(BEREITGESTELLTER AUSZUG):
####################

# Evil Dead: Der Kinotrailer zum Remake (Ab 18 Jahren)



## PCGamesRedaktion (4. Dezember 2012)

Jetzt ist Deine Meinung zu *Evil Dead: Der Kinotrailer zum Remake (Ab 18 Jahren)* gefragt. 


				Bitte beachtet: Der Kommentarbereich wird gemäß der Forenregeln moderiert.





			Dieser Inhalt steht nur eingeloggten Mitgliedern zur Verfügung.
        

 Zum Artikel: Evil Dead: Der Kinotrailer zum Remake (Ab 18 Jahren)


----------



## UthaSnake (4. Dezember 2012)

ist so ein Video ab 18 Schutz nicht vollkommen Sinnfrei?
Zumal es Youtube schon vorher gab ^^


----------



## xNomAnorx (4. Dezember 2012)

Ganz schön eklig 
Ist das Original nicht sogar noch indiziert?


----------



## Jens238 (4. Dezember 2012)

####################

(GEGEBENE AUFLISTUNG):
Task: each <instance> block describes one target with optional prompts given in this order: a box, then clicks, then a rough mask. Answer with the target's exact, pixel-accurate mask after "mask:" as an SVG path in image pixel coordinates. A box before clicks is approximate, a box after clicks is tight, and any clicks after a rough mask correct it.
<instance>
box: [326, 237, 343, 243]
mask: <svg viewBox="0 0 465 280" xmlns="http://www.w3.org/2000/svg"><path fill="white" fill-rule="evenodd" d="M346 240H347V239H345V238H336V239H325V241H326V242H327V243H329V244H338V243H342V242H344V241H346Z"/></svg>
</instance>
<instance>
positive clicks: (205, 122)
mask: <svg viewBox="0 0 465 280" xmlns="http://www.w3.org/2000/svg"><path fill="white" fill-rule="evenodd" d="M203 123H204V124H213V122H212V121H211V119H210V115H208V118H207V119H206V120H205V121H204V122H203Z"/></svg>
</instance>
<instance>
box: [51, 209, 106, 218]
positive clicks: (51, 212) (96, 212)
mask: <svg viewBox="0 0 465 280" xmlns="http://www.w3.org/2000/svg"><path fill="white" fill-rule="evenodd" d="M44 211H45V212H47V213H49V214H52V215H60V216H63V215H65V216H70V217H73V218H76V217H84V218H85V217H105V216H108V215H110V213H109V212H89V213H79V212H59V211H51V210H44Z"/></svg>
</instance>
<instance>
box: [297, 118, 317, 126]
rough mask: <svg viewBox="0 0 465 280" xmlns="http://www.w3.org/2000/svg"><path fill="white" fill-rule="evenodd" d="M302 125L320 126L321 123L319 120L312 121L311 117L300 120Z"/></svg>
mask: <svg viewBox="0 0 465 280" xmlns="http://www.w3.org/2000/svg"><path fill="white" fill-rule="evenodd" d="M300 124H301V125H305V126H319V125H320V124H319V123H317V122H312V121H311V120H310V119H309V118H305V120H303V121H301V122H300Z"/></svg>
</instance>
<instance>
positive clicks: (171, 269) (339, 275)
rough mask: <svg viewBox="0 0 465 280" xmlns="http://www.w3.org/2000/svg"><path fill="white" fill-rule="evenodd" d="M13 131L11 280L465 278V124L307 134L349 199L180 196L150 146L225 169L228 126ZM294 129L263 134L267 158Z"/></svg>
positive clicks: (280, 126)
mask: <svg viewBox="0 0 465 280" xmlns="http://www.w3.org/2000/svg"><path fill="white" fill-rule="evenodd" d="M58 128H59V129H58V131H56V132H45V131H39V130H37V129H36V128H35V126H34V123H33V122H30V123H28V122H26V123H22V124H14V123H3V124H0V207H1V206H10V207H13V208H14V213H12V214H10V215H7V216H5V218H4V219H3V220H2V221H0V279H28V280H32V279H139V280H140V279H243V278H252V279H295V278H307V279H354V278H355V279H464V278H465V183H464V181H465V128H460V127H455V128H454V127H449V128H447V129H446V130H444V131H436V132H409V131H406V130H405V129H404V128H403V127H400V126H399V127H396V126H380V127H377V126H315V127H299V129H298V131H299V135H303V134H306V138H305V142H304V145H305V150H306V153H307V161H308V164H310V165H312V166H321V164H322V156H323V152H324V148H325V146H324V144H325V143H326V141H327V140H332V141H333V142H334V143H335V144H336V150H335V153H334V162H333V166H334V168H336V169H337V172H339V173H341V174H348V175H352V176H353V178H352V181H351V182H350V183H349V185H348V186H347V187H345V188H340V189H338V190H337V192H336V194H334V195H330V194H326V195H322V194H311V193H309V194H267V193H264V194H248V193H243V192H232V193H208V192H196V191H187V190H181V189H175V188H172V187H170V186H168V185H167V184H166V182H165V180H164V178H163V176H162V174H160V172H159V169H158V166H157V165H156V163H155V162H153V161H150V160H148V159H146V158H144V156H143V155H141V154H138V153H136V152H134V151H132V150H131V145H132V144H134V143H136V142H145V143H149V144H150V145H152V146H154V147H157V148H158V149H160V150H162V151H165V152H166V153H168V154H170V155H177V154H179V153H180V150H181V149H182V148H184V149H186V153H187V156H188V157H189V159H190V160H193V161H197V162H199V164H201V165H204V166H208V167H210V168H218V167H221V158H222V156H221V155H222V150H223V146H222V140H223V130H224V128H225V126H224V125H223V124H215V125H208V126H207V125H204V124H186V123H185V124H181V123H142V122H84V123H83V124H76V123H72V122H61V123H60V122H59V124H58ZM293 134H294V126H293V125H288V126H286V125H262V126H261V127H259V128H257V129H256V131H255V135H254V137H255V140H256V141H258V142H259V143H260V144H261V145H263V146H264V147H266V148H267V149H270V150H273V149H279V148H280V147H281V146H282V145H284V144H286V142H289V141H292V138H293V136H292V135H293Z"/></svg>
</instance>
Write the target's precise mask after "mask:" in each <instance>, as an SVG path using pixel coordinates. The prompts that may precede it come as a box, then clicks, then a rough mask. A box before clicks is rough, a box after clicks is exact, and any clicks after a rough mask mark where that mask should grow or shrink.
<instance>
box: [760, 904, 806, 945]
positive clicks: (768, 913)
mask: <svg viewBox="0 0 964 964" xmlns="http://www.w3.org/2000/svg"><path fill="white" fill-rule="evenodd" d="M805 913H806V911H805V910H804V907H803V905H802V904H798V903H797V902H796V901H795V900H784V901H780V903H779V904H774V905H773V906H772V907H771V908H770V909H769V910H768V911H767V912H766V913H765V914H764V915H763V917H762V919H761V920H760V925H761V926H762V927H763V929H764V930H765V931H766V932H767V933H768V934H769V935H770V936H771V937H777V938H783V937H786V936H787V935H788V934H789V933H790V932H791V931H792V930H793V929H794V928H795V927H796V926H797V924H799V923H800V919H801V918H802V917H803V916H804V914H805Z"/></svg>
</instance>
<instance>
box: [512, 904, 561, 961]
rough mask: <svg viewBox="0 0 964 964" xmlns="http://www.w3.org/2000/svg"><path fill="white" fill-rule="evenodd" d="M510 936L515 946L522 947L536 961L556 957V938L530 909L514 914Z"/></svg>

####################

(ZU BEARBEITENDE AUFGABE): Kopiere aus dem Forenthread zum Evil-Dead-Trailer wortgetreu den Abschnitt zwischen „Jetzt ist Deine“ und „Artikel: Evil Dead: Der Kinotrailer zum Remake (Ab 18 Jahren)“, beide Stellen einschließlich. Die Auflistung wird hier nicht gebraucht.

(LÖSUNG DER AUFGABE):
Jetzt ist Deine Meinung zu *Evil Dead: Der Kinotrailer zum Remake (Ab 18 Jahren)* gefragt. 


				Bitte beachtet: Der Kommentarbereich wird gemäß der Forenregeln moderiert.





			Dieser Inhalt steht nur eingeloggten Mitgliedern zur Verfügung.
        

 Zum Artikel: Evil Dead: Der Kinotrailer zum Remake (Ab 18 Jahren)